> [作答指示]:
1. 這篇香港新聞自由報道提到了哪些地名?請全部列出。
2. 能否接著這篇香港新聞自由報道的最後一句,往下續寫一段?

> [原文段落]:
-------------------------
自由亚洲電臺 記者:呂熙(倫敦)- 聯合國在29年前,把每年的5月3日訂為「世界新聞自由日」;諷刺的是,原訂在這一天公布結果的「人權新聞獎」,卻在一周前被主辦方香港外國記者會以「不想誤墮法網」為由緊急煞停,再為香港新聞自由敲響喪鐘。過去一年間,在高壓底下,香港敢言媒體紛紛倒下。有香港新聞工作者失去自由,大批香港記者相繼失業、轉行或移民;也有人選擇到海外重整旗鼓,繼續為香港發聲。這一集,我們先來傾聽幾位香港新聞工作者的故事。在職業生涯的分叉路上,他們如何作出選擇?
「來了三個月,我現在幫市議會做外判交通督導員,負責抄牌,做了一個月左右。」前《明報》突發組記者梁銘康年初移居英國曼徹斯特後,放下拿了六年多的相機,轉而穿起制服、拿起對講機,成為一名交通督導員,專責向違例泊車者發告票。
和過去六年緊張刺激的記者生涯相比,這一份相對輕鬆的工作讓他感受到巨大落差。 「工作不難,薪水不差,但就覺得工作沒甚麼意義,和以前的生活比較是完全沒有意義,連帶覺得人生沒有甚麼目標,到了一個barely holding together的狀態。每天起來都不知道是為了甚麼。」
從2019年「反送中運動」開始,梁銘康就一直拿著相機,在新聞前線追趕跑跳,捕捉第一時間的新聞鏡頭,也親身感受到港府如何藉棍棒和武力打壓新聞自由。防毒面罩、頭盔,成為他不可或缺的開工裝備。
-------------------------
具名物件指向條目:
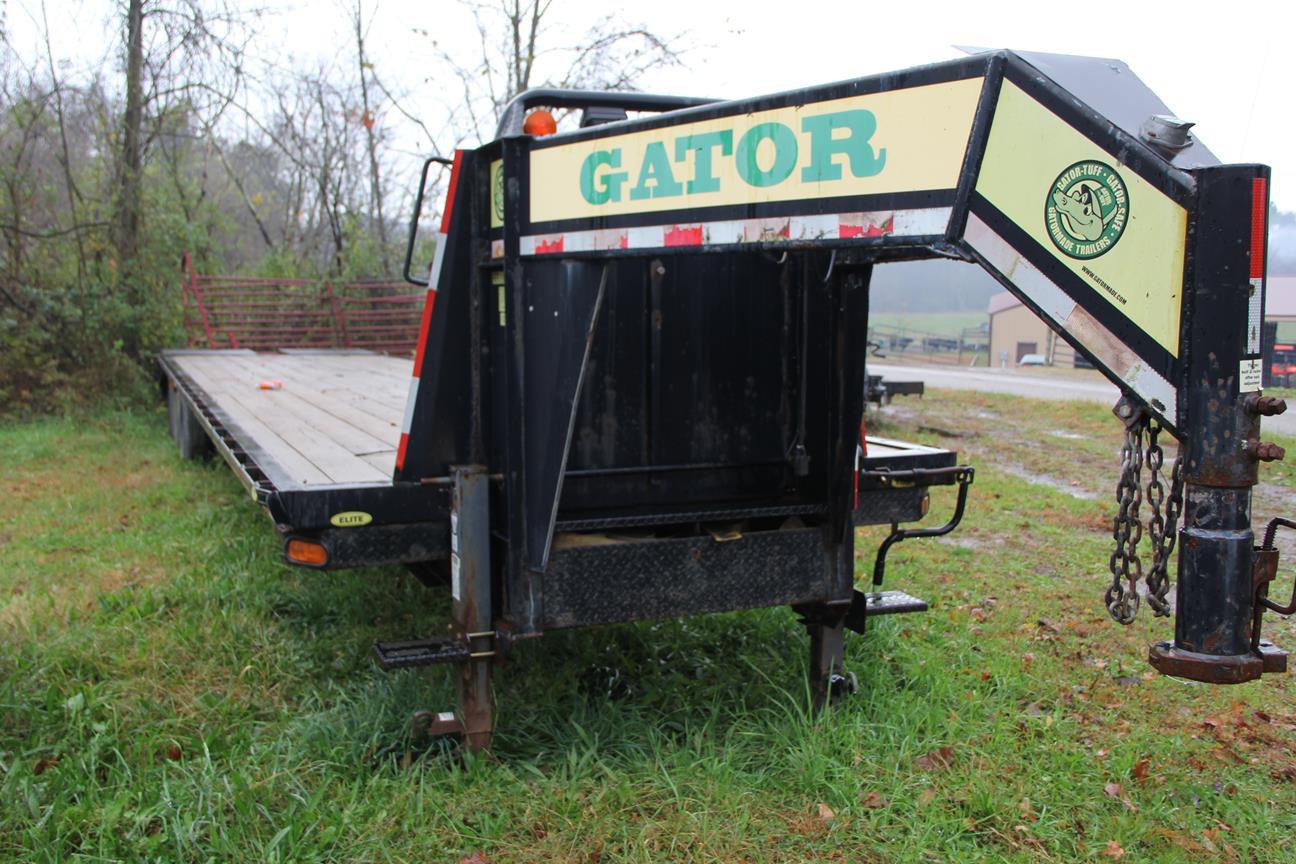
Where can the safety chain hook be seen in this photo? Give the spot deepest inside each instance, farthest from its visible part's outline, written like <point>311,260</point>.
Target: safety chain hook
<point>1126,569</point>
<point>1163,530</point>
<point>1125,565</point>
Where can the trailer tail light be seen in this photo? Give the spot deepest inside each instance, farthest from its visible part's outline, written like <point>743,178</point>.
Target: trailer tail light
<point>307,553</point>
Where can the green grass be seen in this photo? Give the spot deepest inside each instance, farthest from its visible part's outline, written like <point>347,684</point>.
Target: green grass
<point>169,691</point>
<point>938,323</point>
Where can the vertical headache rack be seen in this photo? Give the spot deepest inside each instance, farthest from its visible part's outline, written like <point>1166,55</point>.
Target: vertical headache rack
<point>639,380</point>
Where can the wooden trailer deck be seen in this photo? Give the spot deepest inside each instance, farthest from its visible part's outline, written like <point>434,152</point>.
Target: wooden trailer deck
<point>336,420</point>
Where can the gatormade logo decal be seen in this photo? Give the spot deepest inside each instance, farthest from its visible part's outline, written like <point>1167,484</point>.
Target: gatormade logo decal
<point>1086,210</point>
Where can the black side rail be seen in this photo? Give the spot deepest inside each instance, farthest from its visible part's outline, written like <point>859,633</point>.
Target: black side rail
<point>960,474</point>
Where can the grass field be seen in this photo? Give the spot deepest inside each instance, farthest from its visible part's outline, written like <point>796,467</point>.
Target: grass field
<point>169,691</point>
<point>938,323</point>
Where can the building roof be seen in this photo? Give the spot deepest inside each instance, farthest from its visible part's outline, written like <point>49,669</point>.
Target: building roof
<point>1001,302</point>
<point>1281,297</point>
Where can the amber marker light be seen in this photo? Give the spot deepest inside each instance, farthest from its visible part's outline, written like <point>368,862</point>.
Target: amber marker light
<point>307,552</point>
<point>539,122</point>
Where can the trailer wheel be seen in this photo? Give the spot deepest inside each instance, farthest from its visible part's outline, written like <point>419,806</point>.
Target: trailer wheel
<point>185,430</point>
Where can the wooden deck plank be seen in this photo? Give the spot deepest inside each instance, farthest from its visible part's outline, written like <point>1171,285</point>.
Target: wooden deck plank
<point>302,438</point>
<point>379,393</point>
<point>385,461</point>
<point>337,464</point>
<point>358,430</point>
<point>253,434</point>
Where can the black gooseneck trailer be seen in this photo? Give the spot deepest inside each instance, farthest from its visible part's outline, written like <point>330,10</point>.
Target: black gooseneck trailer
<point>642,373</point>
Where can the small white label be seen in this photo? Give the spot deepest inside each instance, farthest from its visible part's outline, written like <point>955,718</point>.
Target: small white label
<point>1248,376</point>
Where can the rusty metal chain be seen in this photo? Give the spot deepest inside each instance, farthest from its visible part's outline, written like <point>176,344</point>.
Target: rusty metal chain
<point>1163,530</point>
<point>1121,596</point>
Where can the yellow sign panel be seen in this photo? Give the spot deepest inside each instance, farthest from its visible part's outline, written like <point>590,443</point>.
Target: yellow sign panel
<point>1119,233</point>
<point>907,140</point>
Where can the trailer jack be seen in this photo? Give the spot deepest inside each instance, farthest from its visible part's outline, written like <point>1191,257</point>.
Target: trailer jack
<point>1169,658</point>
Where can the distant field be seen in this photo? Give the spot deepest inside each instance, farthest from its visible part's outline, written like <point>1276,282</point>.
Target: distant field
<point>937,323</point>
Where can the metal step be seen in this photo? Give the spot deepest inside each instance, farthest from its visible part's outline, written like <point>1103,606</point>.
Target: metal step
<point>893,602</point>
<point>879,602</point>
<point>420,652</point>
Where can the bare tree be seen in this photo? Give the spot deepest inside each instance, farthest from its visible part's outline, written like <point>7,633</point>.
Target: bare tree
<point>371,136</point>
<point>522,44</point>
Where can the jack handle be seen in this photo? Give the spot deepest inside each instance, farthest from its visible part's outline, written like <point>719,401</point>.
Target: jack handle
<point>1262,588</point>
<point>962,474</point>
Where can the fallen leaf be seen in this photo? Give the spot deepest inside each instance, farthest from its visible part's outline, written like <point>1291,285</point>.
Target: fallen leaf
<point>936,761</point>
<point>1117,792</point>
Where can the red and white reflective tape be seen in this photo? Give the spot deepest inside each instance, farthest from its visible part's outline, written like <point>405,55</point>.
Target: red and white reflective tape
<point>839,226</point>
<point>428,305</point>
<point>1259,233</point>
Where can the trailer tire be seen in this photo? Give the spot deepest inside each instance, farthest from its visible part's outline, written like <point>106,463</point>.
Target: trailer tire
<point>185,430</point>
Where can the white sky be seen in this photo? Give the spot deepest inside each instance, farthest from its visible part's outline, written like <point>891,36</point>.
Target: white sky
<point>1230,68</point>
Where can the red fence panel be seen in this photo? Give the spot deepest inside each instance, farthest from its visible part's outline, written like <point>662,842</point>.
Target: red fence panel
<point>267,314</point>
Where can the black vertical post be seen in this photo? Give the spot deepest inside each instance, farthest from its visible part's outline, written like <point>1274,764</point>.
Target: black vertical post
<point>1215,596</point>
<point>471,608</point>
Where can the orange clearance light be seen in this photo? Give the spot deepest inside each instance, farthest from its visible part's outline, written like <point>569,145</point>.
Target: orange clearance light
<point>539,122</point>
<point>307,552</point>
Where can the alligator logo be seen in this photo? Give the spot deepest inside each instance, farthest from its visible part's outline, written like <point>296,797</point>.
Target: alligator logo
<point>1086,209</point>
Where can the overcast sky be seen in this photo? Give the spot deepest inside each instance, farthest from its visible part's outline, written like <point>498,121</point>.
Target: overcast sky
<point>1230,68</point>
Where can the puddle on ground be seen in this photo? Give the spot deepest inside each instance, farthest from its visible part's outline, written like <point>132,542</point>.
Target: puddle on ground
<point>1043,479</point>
-------------------------
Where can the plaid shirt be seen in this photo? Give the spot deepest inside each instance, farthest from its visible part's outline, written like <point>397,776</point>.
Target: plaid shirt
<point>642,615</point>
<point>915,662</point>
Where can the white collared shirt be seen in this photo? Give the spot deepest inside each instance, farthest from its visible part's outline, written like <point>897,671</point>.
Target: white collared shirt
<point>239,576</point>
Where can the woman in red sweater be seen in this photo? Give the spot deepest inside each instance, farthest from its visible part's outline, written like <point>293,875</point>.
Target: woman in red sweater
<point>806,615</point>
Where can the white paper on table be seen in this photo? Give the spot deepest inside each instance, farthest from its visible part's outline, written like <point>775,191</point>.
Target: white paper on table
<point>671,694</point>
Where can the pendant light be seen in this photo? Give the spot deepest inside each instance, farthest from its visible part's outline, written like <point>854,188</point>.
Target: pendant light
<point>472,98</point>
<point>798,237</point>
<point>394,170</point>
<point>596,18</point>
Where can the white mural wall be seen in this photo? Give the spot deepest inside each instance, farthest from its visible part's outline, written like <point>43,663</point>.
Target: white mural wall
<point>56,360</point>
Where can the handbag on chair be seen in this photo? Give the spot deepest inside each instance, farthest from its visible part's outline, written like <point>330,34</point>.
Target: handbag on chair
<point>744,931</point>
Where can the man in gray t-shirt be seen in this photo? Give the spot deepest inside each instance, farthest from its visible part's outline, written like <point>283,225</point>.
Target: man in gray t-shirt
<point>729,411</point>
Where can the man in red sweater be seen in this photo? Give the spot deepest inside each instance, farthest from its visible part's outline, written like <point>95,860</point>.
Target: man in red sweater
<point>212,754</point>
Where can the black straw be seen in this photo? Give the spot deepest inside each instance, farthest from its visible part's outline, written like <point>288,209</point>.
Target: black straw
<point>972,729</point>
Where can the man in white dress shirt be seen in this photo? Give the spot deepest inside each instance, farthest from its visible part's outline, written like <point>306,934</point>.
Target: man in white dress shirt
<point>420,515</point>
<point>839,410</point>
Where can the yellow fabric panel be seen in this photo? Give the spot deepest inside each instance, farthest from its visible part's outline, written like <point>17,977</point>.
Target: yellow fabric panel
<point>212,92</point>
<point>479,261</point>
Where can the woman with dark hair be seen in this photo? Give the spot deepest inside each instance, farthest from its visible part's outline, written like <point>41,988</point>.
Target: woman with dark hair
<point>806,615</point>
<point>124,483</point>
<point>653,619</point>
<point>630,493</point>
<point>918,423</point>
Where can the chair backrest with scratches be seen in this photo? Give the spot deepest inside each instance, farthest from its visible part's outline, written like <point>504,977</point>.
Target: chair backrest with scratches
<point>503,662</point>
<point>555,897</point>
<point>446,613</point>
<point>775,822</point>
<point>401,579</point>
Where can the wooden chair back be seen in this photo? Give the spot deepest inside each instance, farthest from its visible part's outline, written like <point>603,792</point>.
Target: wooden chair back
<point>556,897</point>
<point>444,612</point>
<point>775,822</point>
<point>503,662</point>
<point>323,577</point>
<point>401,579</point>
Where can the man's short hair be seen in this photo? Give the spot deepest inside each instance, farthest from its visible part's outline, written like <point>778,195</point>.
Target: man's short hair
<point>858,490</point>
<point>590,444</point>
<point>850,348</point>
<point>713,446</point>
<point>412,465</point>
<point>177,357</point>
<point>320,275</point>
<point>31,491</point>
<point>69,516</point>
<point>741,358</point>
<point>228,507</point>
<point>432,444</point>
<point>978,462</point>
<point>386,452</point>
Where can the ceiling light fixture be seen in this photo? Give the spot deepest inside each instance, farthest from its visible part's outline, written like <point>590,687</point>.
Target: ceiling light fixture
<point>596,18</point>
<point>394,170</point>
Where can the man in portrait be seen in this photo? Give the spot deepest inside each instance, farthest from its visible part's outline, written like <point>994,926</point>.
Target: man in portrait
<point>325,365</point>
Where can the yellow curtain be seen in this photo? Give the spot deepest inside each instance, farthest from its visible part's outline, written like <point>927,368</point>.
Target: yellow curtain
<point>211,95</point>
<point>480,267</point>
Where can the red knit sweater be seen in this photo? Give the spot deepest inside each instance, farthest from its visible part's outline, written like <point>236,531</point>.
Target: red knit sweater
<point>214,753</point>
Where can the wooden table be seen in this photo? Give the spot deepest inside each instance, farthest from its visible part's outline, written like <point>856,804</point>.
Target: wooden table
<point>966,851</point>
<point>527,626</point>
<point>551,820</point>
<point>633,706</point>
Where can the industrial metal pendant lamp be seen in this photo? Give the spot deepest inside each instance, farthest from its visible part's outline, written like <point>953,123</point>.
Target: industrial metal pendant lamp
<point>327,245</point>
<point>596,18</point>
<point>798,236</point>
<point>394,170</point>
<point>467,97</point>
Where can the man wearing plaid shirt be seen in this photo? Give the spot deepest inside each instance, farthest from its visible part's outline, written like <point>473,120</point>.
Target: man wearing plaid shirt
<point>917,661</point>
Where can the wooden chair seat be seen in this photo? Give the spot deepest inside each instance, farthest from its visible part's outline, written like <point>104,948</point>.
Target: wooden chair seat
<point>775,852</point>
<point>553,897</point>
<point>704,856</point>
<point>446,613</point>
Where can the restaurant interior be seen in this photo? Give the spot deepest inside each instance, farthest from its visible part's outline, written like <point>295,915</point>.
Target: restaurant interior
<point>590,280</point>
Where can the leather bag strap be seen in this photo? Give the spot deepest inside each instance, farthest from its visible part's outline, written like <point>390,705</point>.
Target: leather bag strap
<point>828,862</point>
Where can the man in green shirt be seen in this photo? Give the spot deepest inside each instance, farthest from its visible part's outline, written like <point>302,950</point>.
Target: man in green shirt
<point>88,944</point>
-------------------------
> [練習答案]:
1. 倫敦、香港、英國、曼徹斯特

2.
到《港區國安法》於2020年生效,他見證港府如何高舉《國安法》和「煽動罪」等法律武器,刀不血刃地把香港一個個敢言媒體「凌遲處死」。在《蘋果日報》關停前的最後一夜,他和大批香港記者在蘋果大樓留守,見證編採人員堅持印刷出最後一份《蘋果日報》,他們與大批港人在雨中痛別陪伴這位陪伴了大家26載的「老朋友」,走完最後一哩路。
出走的理由
包括創辦人黎智英在內的七名壹傳媒集團及《蘋果日報》高層相繼被捕,被控以《港區國安法》下的「串謀勾結外國勢力」等罪名,其後再被加控「串謀發布煽動刊物罪」。同年年底,《立場新聞》六名高層及前高層同樣被當局以「串謀發布煽動刊物罪」拘捕,促使《立場新聞》即日下午宣布停止運作。事隔數日,香港《眾新聞》也宣布停運。
短短半年間,三家香港敢言傳媒相繼倒下,新聞工作者被定義不清的《國安法》和「煽動罪」拘捕扣押,也在其他港媒中產生寒蟬效應,相繼「溫馨提醒」記者下筆時要注意避險。梁銘康發現,自己已不能在這樣的環境下,繼續從事新聞工作。
梁銘康:我所知道的是,有報館召集所有負責寫文章的記者,「提醒」他們要「專業持平」。我看不到有任何機會,我們可以用2019年前的新聞自由標準去做這一份工作,最終我都是要轉行。既然這樣,不如趁我未到30歲、有BNO,到一個自由度較大的地方轉行。
放不下的新聞理想
抵達英國後,他馬不停蹄找房子、找工作。當一切安頓下來,他反而不能安心。
梁銘康:就是安頓好以後,我開始進入一個比較抑鬱的狀態,沒想到來這邊後,情緒狀態比在香港時還要差。感覺無法和香港切割,比如早前明愛醫院把疑似確診者放在急症室門口,我就會想該怎麼拍。比如昨天銀行劫案,我又會想如果我去採訪的話,我會怎麼拍,好像還有很多留戀在香港。我會形容是無法抽離,你完全變成一個旁觀者了,但你還會不斷想,如果你在採訪現場,你會怎麼做?
本來已打算移民後轉行,不再做記者,卻發現自己始終放不下新聞理想。梁銘康總想起前上司跟他說過,一個記者在入行五、六年後,才會真正理解自己在做甚麼。然而在這個里程碑到臨之際,他卻被迫離開香港和鍾愛的新聞行業。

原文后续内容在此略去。